WHAT YOU NEED TO DO: Please give the data again in full, exactly as it reads.

(Data records)
• • • • •
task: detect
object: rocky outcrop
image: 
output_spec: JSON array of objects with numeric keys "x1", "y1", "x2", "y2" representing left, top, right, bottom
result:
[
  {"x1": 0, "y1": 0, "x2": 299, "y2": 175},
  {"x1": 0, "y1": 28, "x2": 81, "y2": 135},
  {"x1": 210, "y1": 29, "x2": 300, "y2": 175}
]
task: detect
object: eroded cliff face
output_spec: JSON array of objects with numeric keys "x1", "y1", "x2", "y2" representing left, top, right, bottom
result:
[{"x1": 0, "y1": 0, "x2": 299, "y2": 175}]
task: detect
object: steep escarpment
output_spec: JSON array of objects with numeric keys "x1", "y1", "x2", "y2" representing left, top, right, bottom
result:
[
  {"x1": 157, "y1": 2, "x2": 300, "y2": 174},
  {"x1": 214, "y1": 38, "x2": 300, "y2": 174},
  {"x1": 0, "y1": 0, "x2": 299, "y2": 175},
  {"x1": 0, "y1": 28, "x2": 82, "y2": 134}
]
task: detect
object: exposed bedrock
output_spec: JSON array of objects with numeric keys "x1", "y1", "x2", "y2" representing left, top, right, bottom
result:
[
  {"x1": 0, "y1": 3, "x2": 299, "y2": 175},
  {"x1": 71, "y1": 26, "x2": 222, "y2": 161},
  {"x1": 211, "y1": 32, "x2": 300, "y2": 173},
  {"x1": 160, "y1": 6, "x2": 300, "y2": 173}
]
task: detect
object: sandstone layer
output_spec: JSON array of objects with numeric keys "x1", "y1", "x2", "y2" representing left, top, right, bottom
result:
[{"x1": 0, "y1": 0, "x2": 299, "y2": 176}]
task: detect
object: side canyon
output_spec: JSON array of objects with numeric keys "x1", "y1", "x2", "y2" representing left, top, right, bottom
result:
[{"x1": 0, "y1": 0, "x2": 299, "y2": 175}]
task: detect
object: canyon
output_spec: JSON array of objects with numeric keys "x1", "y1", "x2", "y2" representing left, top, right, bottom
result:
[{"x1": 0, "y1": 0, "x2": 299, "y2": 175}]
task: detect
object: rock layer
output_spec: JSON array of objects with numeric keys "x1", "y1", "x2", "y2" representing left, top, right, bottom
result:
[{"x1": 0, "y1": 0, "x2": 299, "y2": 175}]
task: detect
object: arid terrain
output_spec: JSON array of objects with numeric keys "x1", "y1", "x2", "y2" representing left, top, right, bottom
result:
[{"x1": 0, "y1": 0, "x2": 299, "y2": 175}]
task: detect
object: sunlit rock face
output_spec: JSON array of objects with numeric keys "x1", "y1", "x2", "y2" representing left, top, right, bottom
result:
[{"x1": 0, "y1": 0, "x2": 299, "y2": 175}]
• • • • •
THE ANSWER:
task: detect
object: rocky outcrop
image: 
output_spec: JSON array of objects with numeric keys "x1", "y1", "x2", "y2" representing left, top, right, bottom
result:
[
  {"x1": 0, "y1": 0, "x2": 299, "y2": 175},
  {"x1": 0, "y1": 28, "x2": 81, "y2": 135},
  {"x1": 210, "y1": 29, "x2": 300, "y2": 175}
]
task: detect
object: eroded cliff face
output_spec: JSON array of objects with numeric keys "x1", "y1", "x2", "y2" representing left, top, right, bottom
result:
[{"x1": 0, "y1": 0, "x2": 299, "y2": 175}]
task: detect
object: steep escarpment
output_spec: JSON array of objects with numeric keys "x1", "y1", "x2", "y2" representing left, top, right, bottom
result:
[
  {"x1": 157, "y1": 2, "x2": 300, "y2": 174},
  {"x1": 214, "y1": 38, "x2": 300, "y2": 174},
  {"x1": 0, "y1": 0, "x2": 299, "y2": 175},
  {"x1": 0, "y1": 28, "x2": 82, "y2": 134}
]
task: detect
object: exposed bedrock
output_spec: JSON array of objects with numeric keys "x1", "y1", "x2", "y2" representing left, top, right, bottom
result:
[
  {"x1": 0, "y1": 3, "x2": 299, "y2": 175},
  {"x1": 71, "y1": 26, "x2": 222, "y2": 161},
  {"x1": 211, "y1": 32, "x2": 300, "y2": 173},
  {"x1": 160, "y1": 6, "x2": 300, "y2": 173}
]
task: detect
object: sandstone layer
output_spec: JSON array of objects with numeric keys "x1", "y1", "x2", "y2" representing left, top, right, bottom
result:
[{"x1": 0, "y1": 0, "x2": 299, "y2": 176}]
task: detect
object: side canyon
output_spec: JSON array of objects with numeric keys "x1", "y1", "x2", "y2" representing left, top, right, bottom
result:
[{"x1": 0, "y1": 0, "x2": 299, "y2": 175}]
task: detect
object: canyon
output_spec: JSON array of objects with numeric keys "x1", "y1", "x2", "y2" representing left, top, right, bottom
result:
[{"x1": 0, "y1": 0, "x2": 299, "y2": 175}]
task: detect
object: rock layer
output_spec: JSON array of objects with numeric keys "x1", "y1", "x2", "y2" representing left, top, right, bottom
result:
[{"x1": 0, "y1": 0, "x2": 299, "y2": 175}]
task: detect
object: arid terrain
output_spec: JSON array of objects with numeric keys "x1", "y1", "x2", "y2" representing left, top, right, bottom
result:
[{"x1": 0, "y1": 0, "x2": 299, "y2": 175}]
task: detect
object: sunlit rock face
output_spec: JSON array of objects with numeric keys "x1", "y1", "x2", "y2" representing left, top, right, bottom
result:
[{"x1": 0, "y1": 0, "x2": 299, "y2": 175}]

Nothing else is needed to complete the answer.